:: Data to use ::

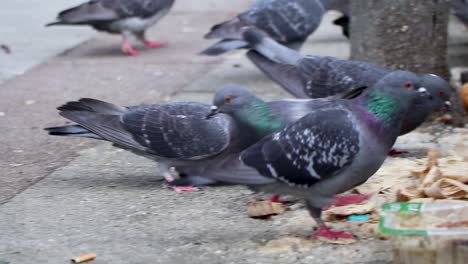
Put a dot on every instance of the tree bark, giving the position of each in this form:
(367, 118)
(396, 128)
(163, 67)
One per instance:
(401, 34)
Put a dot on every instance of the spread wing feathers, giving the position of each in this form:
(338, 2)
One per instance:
(137, 8)
(108, 10)
(326, 76)
(285, 21)
(224, 46)
(230, 29)
(102, 119)
(317, 146)
(179, 130)
(286, 75)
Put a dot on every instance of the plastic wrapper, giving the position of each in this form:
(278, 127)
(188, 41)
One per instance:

:::

Written instruction
Can you rewrite every line of the records, requests included, increasing each coordinate in the answers by 118 but leaving the coordinates in the requests and their sample points unchanged, and omitting the pictures?

Written response
Put a dot on every instance of the tree bark, giving the position of each in this form:
(367, 118)
(396, 128)
(163, 67)
One per instance:
(519, 152)
Put a dot on every instance of the spread wing feathers, giving the position of each in this form:
(338, 2)
One per instance:
(255, 126)
(226, 128)
(444, 194)
(403, 139)
(342, 164)
(348, 147)
(220, 237)
(435, 264)
(297, 248)
(404, 193)
Put a dot on every instance of the plastic wrapper, giving the position of each in this form:
(278, 127)
(188, 41)
One per instance:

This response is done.